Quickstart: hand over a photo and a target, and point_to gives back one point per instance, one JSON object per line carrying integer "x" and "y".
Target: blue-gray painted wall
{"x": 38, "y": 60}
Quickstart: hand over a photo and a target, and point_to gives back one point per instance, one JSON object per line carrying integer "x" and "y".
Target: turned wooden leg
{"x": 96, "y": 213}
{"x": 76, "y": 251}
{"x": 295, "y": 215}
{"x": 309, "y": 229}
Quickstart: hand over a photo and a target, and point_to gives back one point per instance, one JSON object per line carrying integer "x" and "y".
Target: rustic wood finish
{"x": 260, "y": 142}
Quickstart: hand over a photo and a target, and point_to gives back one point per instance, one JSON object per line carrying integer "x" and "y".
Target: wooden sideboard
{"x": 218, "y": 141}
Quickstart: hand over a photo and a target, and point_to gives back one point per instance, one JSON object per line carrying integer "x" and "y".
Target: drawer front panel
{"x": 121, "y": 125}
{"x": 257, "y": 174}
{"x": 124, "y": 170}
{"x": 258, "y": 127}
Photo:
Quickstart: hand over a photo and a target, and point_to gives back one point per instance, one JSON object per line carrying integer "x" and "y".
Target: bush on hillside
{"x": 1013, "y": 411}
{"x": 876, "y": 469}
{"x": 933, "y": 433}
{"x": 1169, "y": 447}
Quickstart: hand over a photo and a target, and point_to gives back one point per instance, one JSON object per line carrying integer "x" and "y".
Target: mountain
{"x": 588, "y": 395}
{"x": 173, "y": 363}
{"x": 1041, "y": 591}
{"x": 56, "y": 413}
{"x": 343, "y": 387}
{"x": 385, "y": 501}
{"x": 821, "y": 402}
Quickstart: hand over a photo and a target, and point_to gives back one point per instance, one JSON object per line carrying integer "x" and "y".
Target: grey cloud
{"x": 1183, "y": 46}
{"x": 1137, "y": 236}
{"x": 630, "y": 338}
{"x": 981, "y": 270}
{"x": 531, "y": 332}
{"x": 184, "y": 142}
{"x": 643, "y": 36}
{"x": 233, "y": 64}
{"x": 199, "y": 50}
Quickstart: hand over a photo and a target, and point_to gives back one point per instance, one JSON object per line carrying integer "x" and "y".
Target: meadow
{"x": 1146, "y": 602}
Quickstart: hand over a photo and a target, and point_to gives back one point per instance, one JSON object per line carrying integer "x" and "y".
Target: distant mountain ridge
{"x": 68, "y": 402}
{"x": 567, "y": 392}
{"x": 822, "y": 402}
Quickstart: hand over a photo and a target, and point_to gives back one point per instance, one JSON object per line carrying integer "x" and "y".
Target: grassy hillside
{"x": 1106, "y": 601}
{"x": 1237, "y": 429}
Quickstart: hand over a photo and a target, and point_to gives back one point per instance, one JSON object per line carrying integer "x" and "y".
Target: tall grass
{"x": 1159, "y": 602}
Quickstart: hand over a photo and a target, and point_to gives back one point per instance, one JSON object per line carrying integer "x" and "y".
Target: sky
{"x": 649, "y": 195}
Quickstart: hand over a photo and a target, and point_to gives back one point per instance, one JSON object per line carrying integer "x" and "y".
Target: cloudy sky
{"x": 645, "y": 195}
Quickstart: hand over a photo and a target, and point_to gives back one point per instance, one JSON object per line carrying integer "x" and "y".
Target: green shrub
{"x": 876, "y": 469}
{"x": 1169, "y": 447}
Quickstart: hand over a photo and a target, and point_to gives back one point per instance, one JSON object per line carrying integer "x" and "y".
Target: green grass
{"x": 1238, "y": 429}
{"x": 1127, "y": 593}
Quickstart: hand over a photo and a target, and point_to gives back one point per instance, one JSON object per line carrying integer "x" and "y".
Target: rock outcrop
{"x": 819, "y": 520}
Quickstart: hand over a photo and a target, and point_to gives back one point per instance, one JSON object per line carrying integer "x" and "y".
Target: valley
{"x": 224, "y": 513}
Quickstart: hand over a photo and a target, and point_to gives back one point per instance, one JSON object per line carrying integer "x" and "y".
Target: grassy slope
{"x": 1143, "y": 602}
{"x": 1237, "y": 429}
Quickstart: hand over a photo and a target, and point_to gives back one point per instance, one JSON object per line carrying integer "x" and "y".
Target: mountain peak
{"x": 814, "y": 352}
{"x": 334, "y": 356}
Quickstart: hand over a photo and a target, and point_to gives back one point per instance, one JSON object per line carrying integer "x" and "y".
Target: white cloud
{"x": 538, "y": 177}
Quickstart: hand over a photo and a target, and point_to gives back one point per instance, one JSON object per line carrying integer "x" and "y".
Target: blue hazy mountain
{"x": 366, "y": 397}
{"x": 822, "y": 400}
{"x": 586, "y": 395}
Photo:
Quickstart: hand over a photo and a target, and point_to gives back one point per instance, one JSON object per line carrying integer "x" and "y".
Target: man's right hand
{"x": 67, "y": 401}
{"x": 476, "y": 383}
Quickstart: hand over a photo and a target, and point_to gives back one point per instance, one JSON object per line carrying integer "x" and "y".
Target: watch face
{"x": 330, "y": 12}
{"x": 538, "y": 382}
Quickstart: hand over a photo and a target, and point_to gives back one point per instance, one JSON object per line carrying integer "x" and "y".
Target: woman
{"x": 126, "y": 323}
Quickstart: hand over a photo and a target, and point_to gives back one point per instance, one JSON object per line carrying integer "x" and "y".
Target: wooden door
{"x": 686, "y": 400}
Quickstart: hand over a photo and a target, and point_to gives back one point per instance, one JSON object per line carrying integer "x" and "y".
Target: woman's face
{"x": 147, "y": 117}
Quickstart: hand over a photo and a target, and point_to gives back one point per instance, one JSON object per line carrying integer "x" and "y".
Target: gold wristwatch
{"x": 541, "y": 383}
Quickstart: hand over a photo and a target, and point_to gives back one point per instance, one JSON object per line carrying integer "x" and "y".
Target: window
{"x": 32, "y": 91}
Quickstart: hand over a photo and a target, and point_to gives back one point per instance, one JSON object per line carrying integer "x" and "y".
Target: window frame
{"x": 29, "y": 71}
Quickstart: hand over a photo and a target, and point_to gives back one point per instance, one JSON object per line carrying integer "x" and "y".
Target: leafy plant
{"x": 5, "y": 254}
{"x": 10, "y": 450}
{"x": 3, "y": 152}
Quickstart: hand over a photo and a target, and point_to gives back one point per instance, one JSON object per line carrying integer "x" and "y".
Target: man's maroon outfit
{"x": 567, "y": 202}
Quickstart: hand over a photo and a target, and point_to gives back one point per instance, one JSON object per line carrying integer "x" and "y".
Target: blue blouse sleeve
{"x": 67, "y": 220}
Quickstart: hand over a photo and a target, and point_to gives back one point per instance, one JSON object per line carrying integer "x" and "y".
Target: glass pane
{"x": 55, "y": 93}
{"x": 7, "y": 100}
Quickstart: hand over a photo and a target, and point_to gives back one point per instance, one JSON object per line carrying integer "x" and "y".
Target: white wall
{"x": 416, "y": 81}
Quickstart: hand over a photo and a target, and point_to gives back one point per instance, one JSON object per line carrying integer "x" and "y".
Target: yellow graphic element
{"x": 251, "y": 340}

------------------------------------------------

*Work instructions:*
Give the listing above again, word for word.

*Response to the exercise:*
Quickstart: hand over a photo and a target, and point_to gives back one point per instance, one JSON object per line carrying integer "x" and "y".
Target: blue-gray painted wall
{"x": 38, "y": 60}
Quickstart: hand over a photo and a target, and point_to gives back one point per instance, one JSON object per line carrying integer "x" and "y".
Target: turned wooden leg
{"x": 96, "y": 213}
{"x": 76, "y": 251}
{"x": 295, "y": 215}
{"x": 309, "y": 229}
Quickstart: hand over a photo and a target, and point_to gives back one point per instance, one JSON object per line carrying integer "x" and "y".
Target: rustic wood finish
{"x": 260, "y": 142}
Quickstart: hand over a photo and a target, and point_to gives back one point per instance, one JSON object per line carrying integer "x" and "y".
Target: wooden sideboard
{"x": 218, "y": 141}
Quickstart: hand over a photo and a target, and point_to gives back one point per instance, one JSON object per line carrying integer "x" and "y".
Target: drawer front panel
{"x": 121, "y": 125}
{"x": 257, "y": 174}
{"x": 124, "y": 170}
{"x": 258, "y": 127}
Photo:
Quickstart: hand over a photo and a target, and point_to gives back one point per instance, one JSON object per line carrying integer "x" and "y".
Target: bush on hillside
{"x": 1013, "y": 411}
{"x": 876, "y": 469}
{"x": 933, "y": 433}
{"x": 1169, "y": 447}
Quickstart: hand over a photo and a target, and point_to gives back one point per instance, one JSON object per line carrying integer "x" and "y".
Target: mountain
{"x": 588, "y": 395}
{"x": 173, "y": 363}
{"x": 1041, "y": 591}
{"x": 56, "y": 413}
{"x": 343, "y": 387}
{"x": 385, "y": 501}
{"x": 821, "y": 402}
Quickstart: hand over a photo and a target, and point_to gives back one point per instance, one JSON object per line carrying integer "x" and "y".
Target: grey cloud
{"x": 1183, "y": 46}
{"x": 1137, "y": 236}
{"x": 630, "y": 338}
{"x": 981, "y": 270}
{"x": 531, "y": 332}
{"x": 184, "y": 142}
{"x": 643, "y": 36}
{"x": 233, "y": 64}
{"x": 199, "y": 50}
Quickstart: hand over a photo and a target, and point_to gives back one point per instance, one JSON object per line carrying integer "x" and "y".
Target: meadow
{"x": 1146, "y": 602}
Quickstart: hand over a photo and a target, and point_to gives back one point per instance, one JSON object per line carrying integer "x" and "y".
Target: distant mountain ridge
{"x": 68, "y": 402}
{"x": 567, "y": 392}
{"x": 822, "y": 402}
Quickstart: hand over a photo and a target, and point_to gives back one point per instance, one JSON object per line carrying integer "x" and "y".
Target: grassy hillside
{"x": 1106, "y": 601}
{"x": 1237, "y": 429}
Quickstart: hand over a photo and a target, and point_to gives back one point per instance, one JSON object per line carrying integer "x" and "y".
Target: tall grass
{"x": 1159, "y": 602}
Quickstart: hand over a photo and a target, and point_to gives back one point per instance, one JSON object per line carrying integer "x" and "y".
Target: sky
{"x": 649, "y": 195}
Quickstart: hand over a photo and a target, and point_to gives back one point per instance, one JSON object per line carrying integer "x" and "y".
Target: cloudy sky
{"x": 645, "y": 195}
Quickstart: hand over a photo and a target, and point_to gives back one point per instance, one JSON object per line carrying integer "x" and "y".
Target: green shrub
{"x": 876, "y": 469}
{"x": 1169, "y": 447}
Quickstart: hand over a photo and a target, and point_to gives back one point per instance, one JSON object per line carrying integer "x" and "y".
Target: green grass
{"x": 1238, "y": 429}
{"x": 1127, "y": 593}
Quickstart: hand over a photo and a target, and point_to gives back one point per instance, one JSON object per line carrying integer "x" and "y".
Target: rock outcrop
{"x": 819, "y": 520}
Quickstart: hand over a photo and a target, and point_to gives back one point per instance, one JSON object per line carrying integer "x" and "y".
Target: valley
{"x": 224, "y": 513}
Quickstart: hand over a photo and a target, and point_to gives back one point per instance, one JSON object per line carrying integer "x" and "y".
Target: grassy slope
{"x": 1143, "y": 602}
{"x": 1237, "y": 429}
Quickstart: hand over a photo and a target, and point_to gives back one point per instance, one JSON object per line carrying integer "x" and "y".
Target: mountain peak
{"x": 814, "y": 352}
{"x": 334, "y": 356}
Quickstart: hand over a photo and a target, and point_to gives back one point per instance, one JSON object per line carrying integer "x" and "y".
Target: white cloud
{"x": 538, "y": 177}
Quickstart: hand over a photo and a target, and point_to gives back one point per instance, one JSON object per line carrying integer "x" and "y".
Target: blue hazy mountain
{"x": 366, "y": 397}
{"x": 822, "y": 400}
{"x": 586, "y": 395}
Photo:
Quickstart: hand over a photo and a target, and point_to gives back one point per instance, one JSON object per line carrying integer "x" and "y".
Target: man's right hand
{"x": 67, "y": 401}
{"x": 476, "y": 383}
Quickstart: hand over a photo and a target, and point_to gives back one point per instance, one JSON object per line carrying integer "x" and "y".
Target: watch face
{"x": 330, "y": 12}
{"x": 538, "y": 382}
Quickstart: hand over a photo and a target, and point_to gives back one point per instance, one JSON object per line carrying integer "x" and "y".
Target: woman
{"x": 126, "y": 323}
Quickstart: hand over a photo and a target, and point_to gives back one point per instance, one JSON object per line carrying integer "x" and "y".
Target: wooden door
{"x": 686, "y": 400}
Quickstart: hand over a photo and a target, and point_to gives back one point per instance, one JSON object per line carrying integer "x" and "y".
Target: woman's face
{"x": 147, "y": 117}
Quickstart: hand over a photo and a target, and point_to gives back one point per instance, one JSON object per line carrying integer "x" and "y".
Target: gold wristwatch
{"x": 541, "y": 383}
Quickstart: hand over a photo and a target, and point_to gives back one point per instance, one JSON object per line carrying integer "x" and "y".
Target: window
{"x": 32, "y": 91}
Quickstart: hand over a photo and a target, and point_to gives back one point per instance, one JSON object per line carrying integer "x" and "y".
Target: window frame
{"x": 29, "y": 71}
Quickstart: hand over a photo and a target, and point_to gives back one point per instance, one JSON object per line carrying integer "x" and "y".
Target: leafy plant
{"x": 5, "y": 254}
{"x": 10, "y": 450}
{"x": 3, "y": 152}
Quickstart: hand over a photo and a target, and point_to gives back one point per instance, one JSON object per line carrying integer "x" and "y".
Target: man's maroon outfit
{"x": 567, "y": 202}
Quickstart: hand over a photo and a target, and point_to gives back one point per instance, one JSON object per line carrying integer "x" and "y".
Target: blue blouse sleeve
{"x": 67, "y": 220}
Quickstart: hand over a photo and a target, and point_to gives back one point per instance, one JSON object per line carrying integer "x" and "y".
Target: glass pane
{"x": 55, "y": 93}
{"x": 7, "y": 100}
Quickstart: hand over a photo and a target, and point_to gives back one point per instance, one JSON object per line carrying integer "x" and "y".
Target: white wall
{"x": 416, "y": 81}
Quickstart: hand over a photo and a target, and point_to gives back one point per instance, one JSON object per line carrying integer "x" and "y".
Target: yellow graphic element
{"x": 251, "y": 340}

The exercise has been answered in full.